### Aim of the task
Please convert the lines below into a JSON list of strings, one string per line, skipping any blank lines. Leave the pictures out of your answer.

══ Excerpted records

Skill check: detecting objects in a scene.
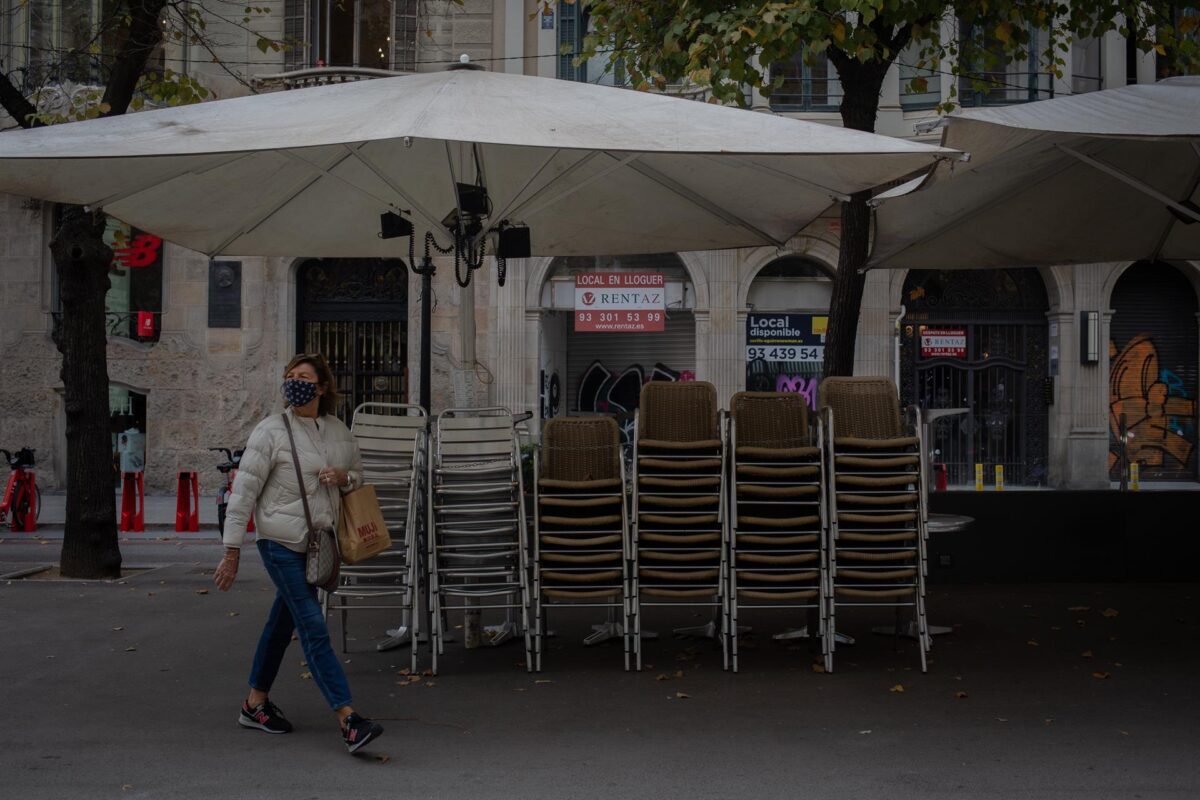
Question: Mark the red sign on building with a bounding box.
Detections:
[575,272,666,333]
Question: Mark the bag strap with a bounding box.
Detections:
[283,411,312,537]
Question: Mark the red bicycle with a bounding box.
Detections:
[0,447,42,534]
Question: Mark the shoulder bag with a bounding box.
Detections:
[283,414,341,591]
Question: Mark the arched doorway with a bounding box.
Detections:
[296,258,408,422]
[1109,261,1200,481]
[746,255,833,410]
[900,269,1049,486]
[539,253,696,434]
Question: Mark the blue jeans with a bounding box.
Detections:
[250,539,350,709]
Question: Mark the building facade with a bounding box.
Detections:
[0,0,1200,491]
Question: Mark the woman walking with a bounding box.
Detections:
[212,354,383,753]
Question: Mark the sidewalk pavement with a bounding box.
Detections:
[0,537,1200,800]
[34,492,220,539]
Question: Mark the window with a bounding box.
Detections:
[1070,37,1104,95]
[556,1,628,86]
[770,53,841,112]
[283,0,416,72]
[959,20,1054,107]
[896,42,942,112]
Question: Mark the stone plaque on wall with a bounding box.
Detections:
[209,261,241,327]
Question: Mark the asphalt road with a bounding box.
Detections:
[0,540,1200,800]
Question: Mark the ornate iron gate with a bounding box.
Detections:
[296,258,408,423]
[900,270,1049,486]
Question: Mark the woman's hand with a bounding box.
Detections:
[212,547,241,591]
[317,467,350,486]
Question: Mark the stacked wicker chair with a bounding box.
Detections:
[325,403,428,670]
[428,408,530,673]
[630,381,727,669]
[820,378,930,672]
[726,392,826,672]
[530,417,630,672]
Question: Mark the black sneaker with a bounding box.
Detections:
[238,700,292,733]
[342,712,383,753]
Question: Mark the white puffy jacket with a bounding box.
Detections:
[221,408,362,551]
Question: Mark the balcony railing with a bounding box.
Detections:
[959,72,1054,108]
[254,67,412,91]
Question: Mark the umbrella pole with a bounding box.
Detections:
[413,255,437,414]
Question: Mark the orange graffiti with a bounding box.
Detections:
[1109,333,1196,470]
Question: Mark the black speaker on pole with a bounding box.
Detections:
[496,222,530,258]
[379,211,413,239]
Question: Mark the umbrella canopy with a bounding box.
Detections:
[0,70,956,257]
[871,77,1200,269]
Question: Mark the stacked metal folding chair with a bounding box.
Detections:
[820,378,930,672]
[533,417,630,672]
[428,408,532,673]
[324,403,428,669]
[726,392,826,672]
[630,381,728,669]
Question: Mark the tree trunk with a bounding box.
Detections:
[50,206,121,578]
[822,53,888,378]
[823,192,871,378]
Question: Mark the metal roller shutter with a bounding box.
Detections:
[564,312,696,414]
[1109,263,1200,481]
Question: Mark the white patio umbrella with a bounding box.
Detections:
[0,70,954,257]
[0,65,958,408]
[870,77,1200,269]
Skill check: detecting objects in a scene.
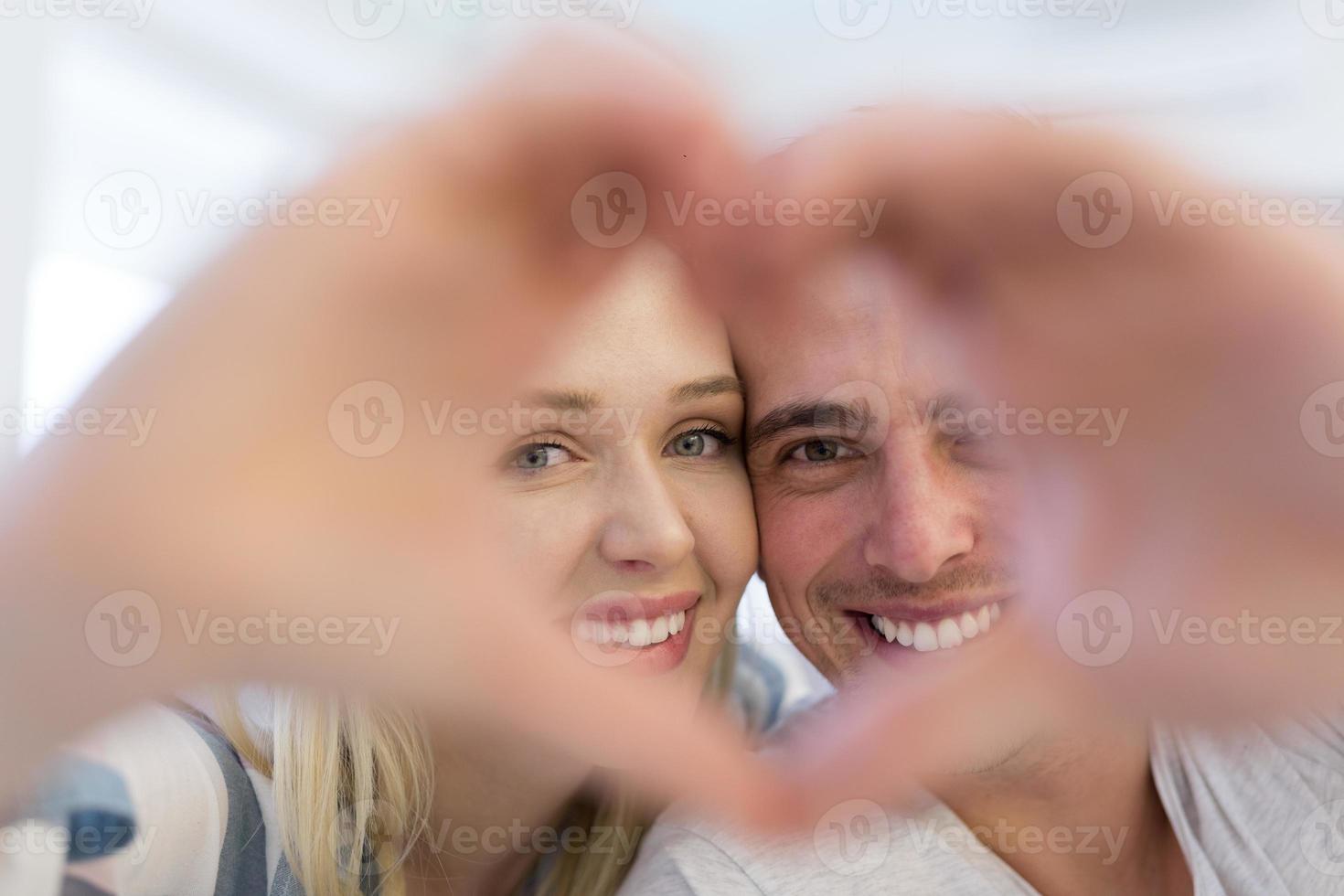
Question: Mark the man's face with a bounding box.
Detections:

════

### Written answer
[
  "Skill check: detecting objects in a scene.",
  "Question: Mark the red sign on building with a bounding box.",
  "Detections:",
  "[575,272,666,333]",
  "Question: Mark the bag strap with a bounding box.",
  "Detections:",
  "[283,411,312,537]",
  "Question: Mark the red bicycle with a bounding box.",
  "Detections:",
  "[0,447,42,534]",
  "Question: Mark the shoulder bag with a bounding box.",
  "Detections:",
  "[283,414,341,591]",
  "Question: Mark the arched doorway with a bounding box.",
  "Detections:",
  "[296,258,408,422]",
  "[1109,261,1200,481]",
  "[746,255,833,410]",
  "[900,269,1049,486]",
  "[539,253,696,434]",
  "Question: Mark the blue jeans with a bounding box.",
  "Detections:",
  "[250,539,350,709]",
  "Question: Mark the building facade with a bounding box.",
  "Detections:",
  "[0,0,1200,491]",
  "Question: Mark the woman walking with a bounding box.",
  "Detections:",
  "[212,354,383,753]",
  "Question: Mark the sidewalk pavement with a bounding box.",
  "Detections:",
  "[0,537,1200,800]",
  "[34,492,220,539]",
  "Question: Mark the window with a bounding box.",
  "Detections:",
  "[1070,37,1104,95]",
  "[556,1,628,86]",
  "[770,53,841,112]",
  "[283,0,416,72]",
  "[959,20,1054,107]",
  "[896,42,942,112]",
  "Question: Mark the stone plaque on wall with a bounding box.",
  "Detections:",
  "[209,261,241,327]",
  "Question: Mark the asphalt road with a bounding box.",
  "Detections:",
  "[0,540,1200,800]",
  "Question: Mark the ornate iron gate with a bounding box.",
  "Detections:",
  "[296,258,408,423]",
  "[900,270,1049,486]",
  "Question: Mark the woman's hand with a bounding box.",
  "Detections:",
  "[212,547,241,591]",
  "[317,467,350,486]",
  "Question: Mark the stacked wicker chair with a bounding box.",
  "Detections:",
  "[325,403,428,670]",
  "[428,408,530,673]",
  "[630,381,727,669]",
  "[820,378,930,672]",
  "[726,392,826,672]",
  "[530,417,630,672]",
  "Question: Mark the black sneaker with a bounding box.",
  "Detections:",
  "[238,700,292,733]",
  "[342,712,383,753]",
  "Question: Mark the white puffy jacket with a bounding box.",
  "Detections:",
  "[221,408,362,551]",
  "Question: Mark the balcony railing with a bounding box.",
  "Detections:",
  "[959,72,1054,108]",
  "[254,67,412,91]",
  "Question: Mark the umbrella pole with a bounding box.",
  "Detections:",
  "[413,255,437,414]",
  "Question: Mark the orange graffiti with a bounding box.",
  "Detections:",
  "[1109,333,1196,470]",
  "Question: Mark the black speaker on pole with a bounding box.",
  "Detections:",
  "[496,222,530,258]",
  "[379,211,413,239]",
  "Question: Mark the umbrella canopy with a bounding box.",
  "Detections:",
  "[0,70,956,257]",
  "[871,77,1200,269]",
  "Question: Mark the stacked metal folding chair with a bounding box.",
  "Detections:",
  "[820,378,930,672]",
  "[533,417,630,672]",
  "[428,408,532,673]",
  "[324,403,428,669]",
  "[726,392,826,672]",
  "[630,381,728,669]",
  "Question: Mark the tree trunk with a bounding box.",
  "Detections:",
  "[50,206,121,578]",
  "[822,53,888,378]",
  "[823,192,871,378]",
  "Question: Mark the metal roller shutter with a bounding box.",
  "Detections:",
  "[564,312,696,414]",
  "[1109,263,1200,481]",
  "Question: Mark the white patio umbrella with a bounding box.",
  "Detections:",
  "[0,70,954,257]",
  "[0,65,958,408]",
  "[870,77,1200,269]",
  "Skill check: detecting objects in a scene.",
  "Question: Mark the man's face with a bounding box.",
  "Detections:"
]